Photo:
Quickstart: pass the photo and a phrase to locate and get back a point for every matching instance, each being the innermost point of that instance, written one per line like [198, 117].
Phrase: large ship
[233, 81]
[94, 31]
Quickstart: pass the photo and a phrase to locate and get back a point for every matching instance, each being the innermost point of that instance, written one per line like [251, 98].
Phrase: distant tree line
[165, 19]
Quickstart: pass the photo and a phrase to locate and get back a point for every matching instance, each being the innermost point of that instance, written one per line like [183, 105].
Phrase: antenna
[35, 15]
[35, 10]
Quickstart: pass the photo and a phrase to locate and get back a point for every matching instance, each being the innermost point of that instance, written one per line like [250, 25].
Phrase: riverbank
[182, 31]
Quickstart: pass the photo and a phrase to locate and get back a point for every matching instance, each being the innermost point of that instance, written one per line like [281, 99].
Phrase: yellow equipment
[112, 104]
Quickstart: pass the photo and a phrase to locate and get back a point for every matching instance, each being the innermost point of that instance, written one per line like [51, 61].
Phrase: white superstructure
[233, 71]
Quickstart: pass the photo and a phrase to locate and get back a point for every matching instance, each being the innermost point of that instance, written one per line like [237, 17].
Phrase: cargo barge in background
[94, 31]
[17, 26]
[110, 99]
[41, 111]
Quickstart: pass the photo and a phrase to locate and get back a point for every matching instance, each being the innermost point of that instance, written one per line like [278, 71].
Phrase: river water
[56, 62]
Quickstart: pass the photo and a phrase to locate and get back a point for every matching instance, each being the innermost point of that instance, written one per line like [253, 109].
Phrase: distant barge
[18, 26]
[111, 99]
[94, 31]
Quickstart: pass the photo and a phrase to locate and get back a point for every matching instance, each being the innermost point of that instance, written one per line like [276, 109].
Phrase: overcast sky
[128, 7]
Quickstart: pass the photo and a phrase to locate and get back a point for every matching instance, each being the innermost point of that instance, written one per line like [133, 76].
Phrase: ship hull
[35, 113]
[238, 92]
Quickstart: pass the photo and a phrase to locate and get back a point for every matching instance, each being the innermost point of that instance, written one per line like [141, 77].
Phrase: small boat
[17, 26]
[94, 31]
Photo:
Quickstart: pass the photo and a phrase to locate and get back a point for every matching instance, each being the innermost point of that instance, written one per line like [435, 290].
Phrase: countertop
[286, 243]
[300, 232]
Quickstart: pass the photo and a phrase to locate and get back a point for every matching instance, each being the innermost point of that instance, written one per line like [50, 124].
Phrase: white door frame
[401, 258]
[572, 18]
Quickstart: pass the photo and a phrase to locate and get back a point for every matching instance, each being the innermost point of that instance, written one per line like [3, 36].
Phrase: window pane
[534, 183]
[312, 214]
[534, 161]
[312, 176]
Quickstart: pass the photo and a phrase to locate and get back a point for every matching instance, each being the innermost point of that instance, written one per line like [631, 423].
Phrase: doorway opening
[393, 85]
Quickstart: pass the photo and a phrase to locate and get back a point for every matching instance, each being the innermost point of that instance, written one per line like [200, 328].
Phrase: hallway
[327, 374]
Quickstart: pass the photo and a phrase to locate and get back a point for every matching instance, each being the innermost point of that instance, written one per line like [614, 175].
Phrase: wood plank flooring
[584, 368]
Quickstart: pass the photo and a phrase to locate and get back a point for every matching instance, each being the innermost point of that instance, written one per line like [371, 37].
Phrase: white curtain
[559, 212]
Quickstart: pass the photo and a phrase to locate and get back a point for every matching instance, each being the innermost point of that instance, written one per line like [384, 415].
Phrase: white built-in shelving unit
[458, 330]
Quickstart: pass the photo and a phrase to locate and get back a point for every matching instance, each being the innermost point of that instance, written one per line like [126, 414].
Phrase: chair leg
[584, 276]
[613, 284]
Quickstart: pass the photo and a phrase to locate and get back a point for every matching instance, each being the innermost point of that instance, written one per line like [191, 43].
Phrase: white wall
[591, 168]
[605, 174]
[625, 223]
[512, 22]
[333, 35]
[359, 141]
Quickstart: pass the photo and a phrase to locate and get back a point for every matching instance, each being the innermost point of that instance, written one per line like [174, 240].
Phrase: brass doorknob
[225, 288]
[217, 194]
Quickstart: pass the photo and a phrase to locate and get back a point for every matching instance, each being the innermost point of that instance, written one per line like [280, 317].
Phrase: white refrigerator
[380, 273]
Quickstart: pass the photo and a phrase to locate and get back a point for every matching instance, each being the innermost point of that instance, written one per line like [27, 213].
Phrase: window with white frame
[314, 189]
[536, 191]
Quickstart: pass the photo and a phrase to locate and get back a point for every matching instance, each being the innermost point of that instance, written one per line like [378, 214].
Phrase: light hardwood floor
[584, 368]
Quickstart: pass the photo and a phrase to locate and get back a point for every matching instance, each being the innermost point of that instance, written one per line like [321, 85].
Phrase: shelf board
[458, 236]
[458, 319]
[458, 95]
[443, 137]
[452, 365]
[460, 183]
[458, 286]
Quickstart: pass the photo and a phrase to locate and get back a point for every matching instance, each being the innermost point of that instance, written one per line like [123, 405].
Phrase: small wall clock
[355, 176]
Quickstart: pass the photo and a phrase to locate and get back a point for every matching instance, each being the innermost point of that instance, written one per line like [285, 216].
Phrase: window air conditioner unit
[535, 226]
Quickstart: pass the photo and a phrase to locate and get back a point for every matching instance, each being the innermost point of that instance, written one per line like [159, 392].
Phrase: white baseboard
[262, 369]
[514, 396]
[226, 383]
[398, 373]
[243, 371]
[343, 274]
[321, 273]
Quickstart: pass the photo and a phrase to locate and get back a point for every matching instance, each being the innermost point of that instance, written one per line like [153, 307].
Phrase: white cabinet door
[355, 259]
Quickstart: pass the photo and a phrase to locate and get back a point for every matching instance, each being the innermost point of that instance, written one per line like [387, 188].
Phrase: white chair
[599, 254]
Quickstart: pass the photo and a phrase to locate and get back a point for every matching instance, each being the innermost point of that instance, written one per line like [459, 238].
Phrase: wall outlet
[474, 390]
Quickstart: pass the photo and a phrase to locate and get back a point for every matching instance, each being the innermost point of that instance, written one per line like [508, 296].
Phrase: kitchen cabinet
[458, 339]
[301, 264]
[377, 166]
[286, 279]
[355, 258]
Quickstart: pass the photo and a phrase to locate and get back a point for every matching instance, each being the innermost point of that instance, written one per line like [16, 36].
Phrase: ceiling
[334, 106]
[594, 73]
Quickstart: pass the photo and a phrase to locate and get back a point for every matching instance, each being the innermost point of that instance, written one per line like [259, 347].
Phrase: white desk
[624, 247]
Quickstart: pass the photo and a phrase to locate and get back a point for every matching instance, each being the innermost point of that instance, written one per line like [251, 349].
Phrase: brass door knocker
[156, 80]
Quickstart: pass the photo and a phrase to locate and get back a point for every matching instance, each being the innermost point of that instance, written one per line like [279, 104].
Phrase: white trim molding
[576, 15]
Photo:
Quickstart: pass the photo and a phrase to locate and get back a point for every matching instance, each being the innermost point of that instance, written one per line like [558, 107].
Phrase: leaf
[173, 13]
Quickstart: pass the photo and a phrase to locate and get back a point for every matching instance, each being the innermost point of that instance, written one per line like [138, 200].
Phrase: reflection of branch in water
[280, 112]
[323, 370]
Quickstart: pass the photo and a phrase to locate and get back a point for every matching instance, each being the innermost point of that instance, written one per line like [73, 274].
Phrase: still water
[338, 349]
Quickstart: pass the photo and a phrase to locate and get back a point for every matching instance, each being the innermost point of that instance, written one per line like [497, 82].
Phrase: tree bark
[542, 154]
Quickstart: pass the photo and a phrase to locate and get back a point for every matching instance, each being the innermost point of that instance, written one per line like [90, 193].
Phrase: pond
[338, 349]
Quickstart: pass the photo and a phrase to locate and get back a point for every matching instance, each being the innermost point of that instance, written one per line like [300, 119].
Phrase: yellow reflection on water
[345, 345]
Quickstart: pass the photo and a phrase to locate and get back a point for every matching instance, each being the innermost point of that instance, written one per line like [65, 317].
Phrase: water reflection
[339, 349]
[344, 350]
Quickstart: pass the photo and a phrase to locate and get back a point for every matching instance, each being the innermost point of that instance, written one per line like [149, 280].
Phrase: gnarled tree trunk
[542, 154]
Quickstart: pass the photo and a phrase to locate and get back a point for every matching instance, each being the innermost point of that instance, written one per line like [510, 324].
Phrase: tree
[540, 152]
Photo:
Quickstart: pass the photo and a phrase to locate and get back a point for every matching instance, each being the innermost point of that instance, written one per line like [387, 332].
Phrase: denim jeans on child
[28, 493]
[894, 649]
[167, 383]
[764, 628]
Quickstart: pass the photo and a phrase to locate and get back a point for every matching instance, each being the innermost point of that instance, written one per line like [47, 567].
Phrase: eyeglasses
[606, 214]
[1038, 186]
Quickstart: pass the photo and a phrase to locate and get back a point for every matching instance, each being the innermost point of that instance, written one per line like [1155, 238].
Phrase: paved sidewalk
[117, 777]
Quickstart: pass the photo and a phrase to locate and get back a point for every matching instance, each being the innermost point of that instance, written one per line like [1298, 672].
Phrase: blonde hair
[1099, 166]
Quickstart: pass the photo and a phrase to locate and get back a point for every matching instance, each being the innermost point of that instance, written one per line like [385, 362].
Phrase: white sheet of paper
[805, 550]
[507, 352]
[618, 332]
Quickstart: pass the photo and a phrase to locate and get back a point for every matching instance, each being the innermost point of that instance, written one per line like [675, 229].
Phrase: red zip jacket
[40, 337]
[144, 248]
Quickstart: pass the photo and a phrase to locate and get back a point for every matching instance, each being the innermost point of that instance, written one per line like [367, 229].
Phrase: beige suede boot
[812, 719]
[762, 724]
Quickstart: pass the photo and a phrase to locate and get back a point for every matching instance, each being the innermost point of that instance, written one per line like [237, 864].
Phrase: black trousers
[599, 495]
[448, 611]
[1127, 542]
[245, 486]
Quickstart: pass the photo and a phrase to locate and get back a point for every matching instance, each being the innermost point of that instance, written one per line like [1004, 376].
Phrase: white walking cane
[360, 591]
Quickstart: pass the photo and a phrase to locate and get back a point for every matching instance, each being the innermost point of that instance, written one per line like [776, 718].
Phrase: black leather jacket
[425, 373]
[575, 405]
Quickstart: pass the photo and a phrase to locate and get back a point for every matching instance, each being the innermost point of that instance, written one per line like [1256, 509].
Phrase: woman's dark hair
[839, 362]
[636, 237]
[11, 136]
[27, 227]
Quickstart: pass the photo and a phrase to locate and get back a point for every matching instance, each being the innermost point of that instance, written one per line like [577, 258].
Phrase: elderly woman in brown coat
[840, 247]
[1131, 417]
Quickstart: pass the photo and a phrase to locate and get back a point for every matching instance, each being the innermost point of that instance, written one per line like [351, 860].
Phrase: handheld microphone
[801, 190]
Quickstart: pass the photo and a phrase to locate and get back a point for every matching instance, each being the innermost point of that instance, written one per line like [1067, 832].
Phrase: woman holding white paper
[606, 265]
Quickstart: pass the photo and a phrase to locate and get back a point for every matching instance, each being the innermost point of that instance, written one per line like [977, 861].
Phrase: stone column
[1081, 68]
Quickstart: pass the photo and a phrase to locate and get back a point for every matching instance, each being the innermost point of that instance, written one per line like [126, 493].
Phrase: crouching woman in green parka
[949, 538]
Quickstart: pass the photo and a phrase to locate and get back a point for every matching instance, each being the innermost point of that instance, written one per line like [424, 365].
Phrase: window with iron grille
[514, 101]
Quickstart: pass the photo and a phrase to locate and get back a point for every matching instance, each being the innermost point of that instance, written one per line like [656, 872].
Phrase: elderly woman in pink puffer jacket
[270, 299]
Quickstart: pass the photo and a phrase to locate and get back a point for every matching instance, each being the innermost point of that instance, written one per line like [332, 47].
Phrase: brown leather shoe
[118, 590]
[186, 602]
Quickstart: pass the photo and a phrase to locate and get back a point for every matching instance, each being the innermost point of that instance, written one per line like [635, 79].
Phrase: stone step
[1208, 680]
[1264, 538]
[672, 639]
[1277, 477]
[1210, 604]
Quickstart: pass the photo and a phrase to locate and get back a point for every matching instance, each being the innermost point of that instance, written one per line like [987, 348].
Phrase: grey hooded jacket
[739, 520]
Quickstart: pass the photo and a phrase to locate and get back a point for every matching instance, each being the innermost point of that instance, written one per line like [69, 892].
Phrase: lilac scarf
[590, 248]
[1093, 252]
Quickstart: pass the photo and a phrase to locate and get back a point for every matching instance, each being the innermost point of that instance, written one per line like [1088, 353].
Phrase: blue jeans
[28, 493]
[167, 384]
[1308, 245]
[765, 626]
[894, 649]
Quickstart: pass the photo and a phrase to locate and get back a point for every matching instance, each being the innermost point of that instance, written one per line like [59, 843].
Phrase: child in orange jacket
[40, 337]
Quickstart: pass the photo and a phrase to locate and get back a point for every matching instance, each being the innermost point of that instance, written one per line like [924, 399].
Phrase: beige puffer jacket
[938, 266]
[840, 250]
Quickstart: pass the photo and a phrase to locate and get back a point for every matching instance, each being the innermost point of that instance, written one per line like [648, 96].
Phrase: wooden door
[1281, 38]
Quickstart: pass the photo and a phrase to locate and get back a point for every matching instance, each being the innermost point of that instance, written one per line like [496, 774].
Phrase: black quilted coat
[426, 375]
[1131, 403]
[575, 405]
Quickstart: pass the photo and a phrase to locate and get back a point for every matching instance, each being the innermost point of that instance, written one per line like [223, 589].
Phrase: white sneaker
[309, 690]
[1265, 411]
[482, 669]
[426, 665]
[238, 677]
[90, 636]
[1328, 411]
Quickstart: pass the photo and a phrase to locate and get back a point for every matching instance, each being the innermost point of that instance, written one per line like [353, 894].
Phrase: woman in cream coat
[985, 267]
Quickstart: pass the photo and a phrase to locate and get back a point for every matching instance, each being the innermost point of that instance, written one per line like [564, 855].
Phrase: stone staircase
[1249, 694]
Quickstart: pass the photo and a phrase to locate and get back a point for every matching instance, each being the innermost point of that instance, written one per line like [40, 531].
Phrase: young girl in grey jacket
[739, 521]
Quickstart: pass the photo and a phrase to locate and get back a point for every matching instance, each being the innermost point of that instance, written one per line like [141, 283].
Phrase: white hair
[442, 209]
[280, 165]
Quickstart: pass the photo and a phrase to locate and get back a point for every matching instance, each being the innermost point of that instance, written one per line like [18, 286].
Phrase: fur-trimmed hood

────────────────────

(Work instruction): What needs duplicating is the run of lines from the one containing "Phrase: white sneaker" through the last line of the entries above, exact and complete.

(Exercise response):
Phrase: white sneaker
[309, 690]
[1265, 411]
[482, 669]
[426, 665]
[238, 677]
[90, 636]
[1328, 411]
Quickstart: pass the photo and a phrase to locate and get back a point for every matching instance, each being the innermost point of that instance, written one per line like [353, 894].
Phrase: woman in cream coat
[985, 267]
Quickstart: pass the photo and a phrase to locate and get back a point for every matching instance, each being the innermost point of that instance, written one per line like [564, 855].
Phrase: stone staircase
[1249, 694]
Quickstart: pass the photo and a phrase to locate and get back a point for every matching instance, each being the innermost point of that instance, written one per line like [40, 531].
Phrase: young girl in grey jacket
[739, 521]
Quickstart: pass the photo and a phrase to locate and get back a point for every matching instance, each being the innermost point of that instance, written one per line like [141, 283].
Phrase: white hair
[442, 209]
[280, 165]
Quickstart: pass the photo and a phrase to locate and get back a point for every matching instance, each being the innermost point of that instance, written one per line like [18, 286].
Phrase: fur-trimmed hood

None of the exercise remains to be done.